Referring expression data
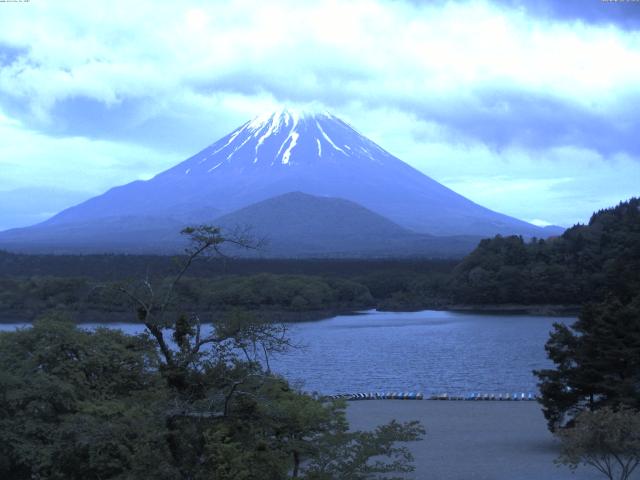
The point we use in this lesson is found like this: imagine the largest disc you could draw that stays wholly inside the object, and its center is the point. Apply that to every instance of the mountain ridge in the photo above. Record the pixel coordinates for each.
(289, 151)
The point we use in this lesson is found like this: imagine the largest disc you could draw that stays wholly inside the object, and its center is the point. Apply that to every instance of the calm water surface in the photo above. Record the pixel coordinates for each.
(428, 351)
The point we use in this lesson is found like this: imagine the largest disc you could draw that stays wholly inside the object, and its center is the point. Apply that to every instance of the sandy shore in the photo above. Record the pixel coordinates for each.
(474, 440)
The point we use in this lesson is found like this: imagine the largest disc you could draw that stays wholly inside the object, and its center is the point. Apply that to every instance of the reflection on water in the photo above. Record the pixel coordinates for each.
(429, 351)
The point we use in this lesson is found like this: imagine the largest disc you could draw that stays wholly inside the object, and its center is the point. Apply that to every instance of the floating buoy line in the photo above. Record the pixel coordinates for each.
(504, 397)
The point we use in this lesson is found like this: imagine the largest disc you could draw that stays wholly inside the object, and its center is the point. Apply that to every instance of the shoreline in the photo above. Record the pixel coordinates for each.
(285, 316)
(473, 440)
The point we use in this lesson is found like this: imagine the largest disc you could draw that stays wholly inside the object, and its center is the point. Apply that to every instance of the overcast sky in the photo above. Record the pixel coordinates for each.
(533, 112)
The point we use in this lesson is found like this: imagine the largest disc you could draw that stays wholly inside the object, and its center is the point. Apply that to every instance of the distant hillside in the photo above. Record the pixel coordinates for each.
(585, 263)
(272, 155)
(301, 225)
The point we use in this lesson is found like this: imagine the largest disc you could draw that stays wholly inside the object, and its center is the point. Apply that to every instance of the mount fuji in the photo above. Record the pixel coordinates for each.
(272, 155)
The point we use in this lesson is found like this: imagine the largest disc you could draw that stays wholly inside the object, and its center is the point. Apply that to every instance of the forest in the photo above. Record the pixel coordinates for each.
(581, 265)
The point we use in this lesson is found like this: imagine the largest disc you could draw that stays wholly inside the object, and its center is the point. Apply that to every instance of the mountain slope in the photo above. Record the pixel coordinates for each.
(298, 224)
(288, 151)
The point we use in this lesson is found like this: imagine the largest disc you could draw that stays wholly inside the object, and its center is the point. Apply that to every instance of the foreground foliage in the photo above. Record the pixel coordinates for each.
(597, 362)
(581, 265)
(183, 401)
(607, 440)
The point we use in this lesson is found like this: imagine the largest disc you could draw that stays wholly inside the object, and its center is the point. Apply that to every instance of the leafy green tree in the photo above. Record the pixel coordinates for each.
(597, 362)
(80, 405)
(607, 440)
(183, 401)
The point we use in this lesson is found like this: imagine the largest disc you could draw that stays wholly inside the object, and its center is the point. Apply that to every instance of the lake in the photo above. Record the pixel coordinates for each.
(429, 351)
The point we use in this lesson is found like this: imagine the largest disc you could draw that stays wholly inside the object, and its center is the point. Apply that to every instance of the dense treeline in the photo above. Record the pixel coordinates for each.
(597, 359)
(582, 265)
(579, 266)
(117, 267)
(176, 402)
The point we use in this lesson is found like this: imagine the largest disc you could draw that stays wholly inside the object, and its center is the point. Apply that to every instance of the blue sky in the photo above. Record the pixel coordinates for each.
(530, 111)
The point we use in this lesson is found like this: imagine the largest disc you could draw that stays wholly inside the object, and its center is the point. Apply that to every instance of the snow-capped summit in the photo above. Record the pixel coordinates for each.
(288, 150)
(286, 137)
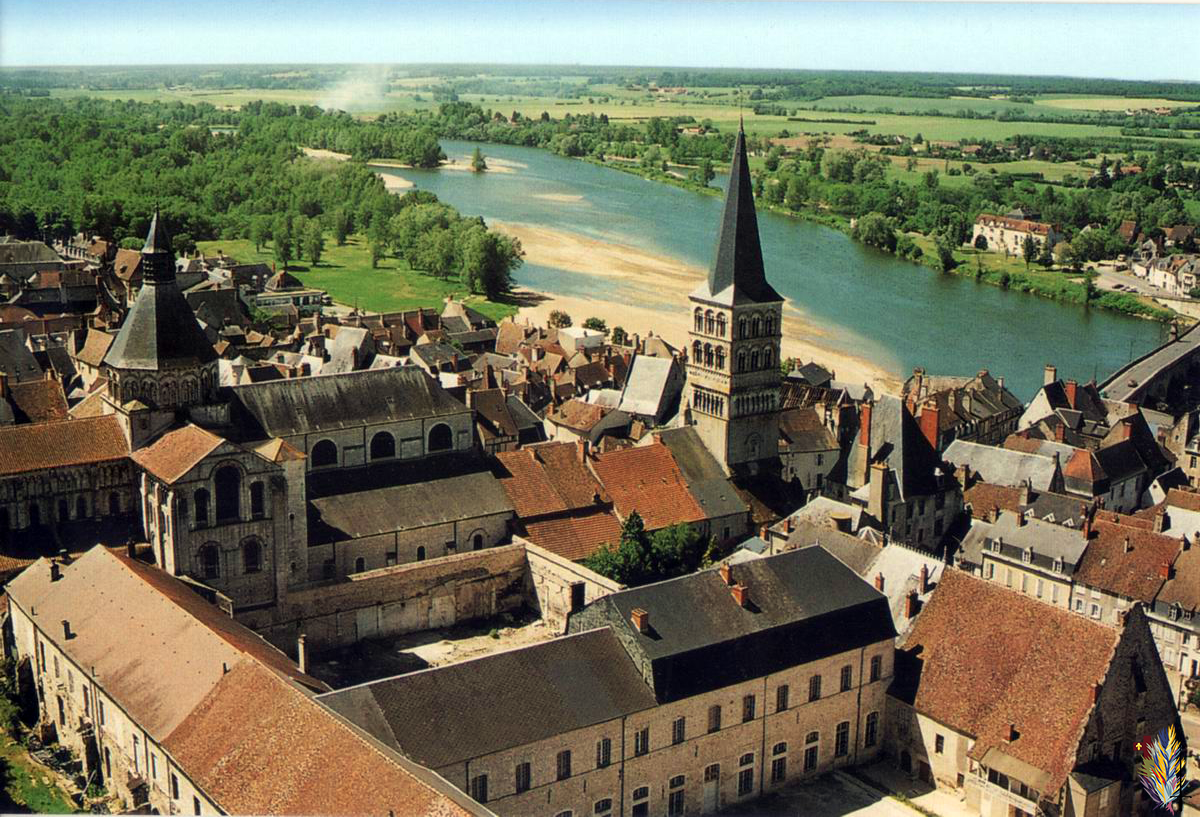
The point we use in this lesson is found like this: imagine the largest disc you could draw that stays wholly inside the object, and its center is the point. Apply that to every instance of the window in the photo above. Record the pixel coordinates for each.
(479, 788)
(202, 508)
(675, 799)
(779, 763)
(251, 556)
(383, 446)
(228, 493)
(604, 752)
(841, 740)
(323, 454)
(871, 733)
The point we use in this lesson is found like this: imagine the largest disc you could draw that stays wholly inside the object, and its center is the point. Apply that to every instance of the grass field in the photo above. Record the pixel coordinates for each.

§ **Problem**:
The data above must be given back verbatim, minus its images.

§ **Answer box**:
The point we use in this lesson is found like this: imagine the largest disc you could draw that stays wholly inside the object, and its center is the point. Apply that to every instance of the mountain ridge in the photo above. Record the pixel coordinates for each.
(289, 151)
The point we use in this lesson is found like this: imagine the largest disc you could draw that stays wholly inside the object, and its center is the point. Apply that to every instance of the calm water surface in the photo above. Record the pixel coordinates for each.
(428, 351)
The point we use in this lesson is found like this: imagine the largest disc you could draw that stays wholly inside the object, and its center is the point. Apply that to every instance of the sandy shore in the photo above. Record the pixel coordinates for each.
(474, 440)
The point we use in this lesson is found like this: imagine the largest disc you could draw that stays wholly inside the object, and its center is the point. Apply that to every instance of the reflection on water in the photo above. Record the pixel coordinates for each.
(429, 351)
The point we use in this lesson is found like this: imagine the largest disc you could draw that stays wholly inside the object, and its center is the point. Apply that to every instance of the floating buoy line in the photo above. Record the pixel coordinates for each.
(504, 397)
The point we use in this lesson is found like this: imagine the largest disc you could draw that stays wholly inside the object, and its center is the point. Apply that to every instance of the shoreline in the photo above. Record the pixel coordinates for each.
(285, 316)
(473, 440)
The point we use in this lesson is found like this: imagine the largest disc you could draw that stays wholly inside the object, and its center is the point. Apply that to every instance of the overcast sky in the photo above. Record the pixel coordinates for each.
(533, 112)
The point we use in this lesson is found like this: imagine the largest disc you could draw that stays wholly inside the object, and its center is the point. Apply that to every instance of the distant hillside in the photo above. Record the pixel coordinates for each.
(585, 263)
(272, 155)
(301, 225)
The point we use in this lesson is found like this: imagine the largest disc you could draw that stays wholly inside the object, and its center is the point. Apply that to every instance of the mount fuji in the photo above. Record the pixel coordinates for each.
(272, 155)
The point we use in this lesson is found like this: imagine the largest disc you could draw that stays wholly inside the object, and its center is the point. Apply that to every instance of the forest in the photo above. Record the pixel coordinates for each.
(581, 265)
The point we use in this lesson is found like this: imagine the largest disc you could draw that stays wholly inside the object, and its center is the point. Apply that to every instance of the mountain slope in the photo above. Record the pixel coordinates for each.
(298, 224)
(288, 151)
The point we use in this lesson is found like this: imagine the largest disc you could draw that stays wholly inside the object, and its center is the point. Apply that to every instance of the foreground foliage in the photo above. Record the pixel coordinates for each.
(597, 362)
(581, 265)
(183, 401)
(607, 440)
The point we use in this lesson is found like this: imagine the largest disc you could draw that stays wholly inside the object, and its center is the point. Apply that to every instance of the leafy green tree in the photo above. Record the pixel coordinates for each.
(597, 362)
(80, 405)
(607, 440)
(183, 401)
The point we use in this lesson is found like this: imagine the largest disc you could draw that stays wholly inside the object, and its center is the point. Apply that to every instance of the lake in the photo above. Record the pixel coordinates for each.
(429, 351)
The point we use in this lesson is found like this: imagine the largest disc you could draw that stays wholly inside the object, and its center is the point. Apply that to every instance of the dense treeline in the photo above. Record the pixel coordinates for each.
(597, 359)
(582, 265)
(579, 266)
(117, 267)
(176, 402)
The point we use in this lesson is found like this: imagine the largest disc you could draw that stays wholly inside the object, and its center is the point. Apply that to every instance of the blue sky in the photo above. Record the pixel coordinates for each.
(530, 111)
The point we use in this lesson is found like this: imagine the largest disc you could draw that stays wholly inside the object, and its center is the point. Apply that to every instance of the snow-capped summit in the photo above. Record the pixel coordinates for each.
(288, 150)
(286, 137)
The point we use in this lesson is found like this: imagine the largest disc you could draw that stays wholly inside the object, and its center is the point. Apply that to every instance of the window in the photo above. Record the pixel coordinates for each.
(479, 788)
(202, 508)
(675, 799)
(779, 763)
(251, 556)
(383, 446)
(228, 493)
(604, 752)
(841, 740)
(323, 454)
(871, 733)
The point we use in this lesson is found like this: imagine the largest disc you could draw that stays wholly inside the object, and its center is the point. Apply that to every instance of the grass field in the photo above. Record the pixel coordinates for each.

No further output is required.